### Problem description
Convert every line of the items below into a Markdown table with two columns, Row and Line, numbering the rows and skipping blank lines. Leave the pictures out of the table.

### Raw data
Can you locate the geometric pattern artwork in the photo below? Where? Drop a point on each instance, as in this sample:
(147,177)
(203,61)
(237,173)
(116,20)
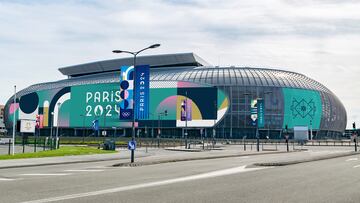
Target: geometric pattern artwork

### Finished exercise
| Row | Line |
|---|---|
| 1 | Can you locate the geometric pattern artwork in the photo below? Where? Drop a point on each instance, as in this sample: |
| 2 | (147,177) |
| 3 | (203,61) |
| 4 | (237,173) |
| 5 | (116,20) |
| 6 | Target: geometric pattern artwork |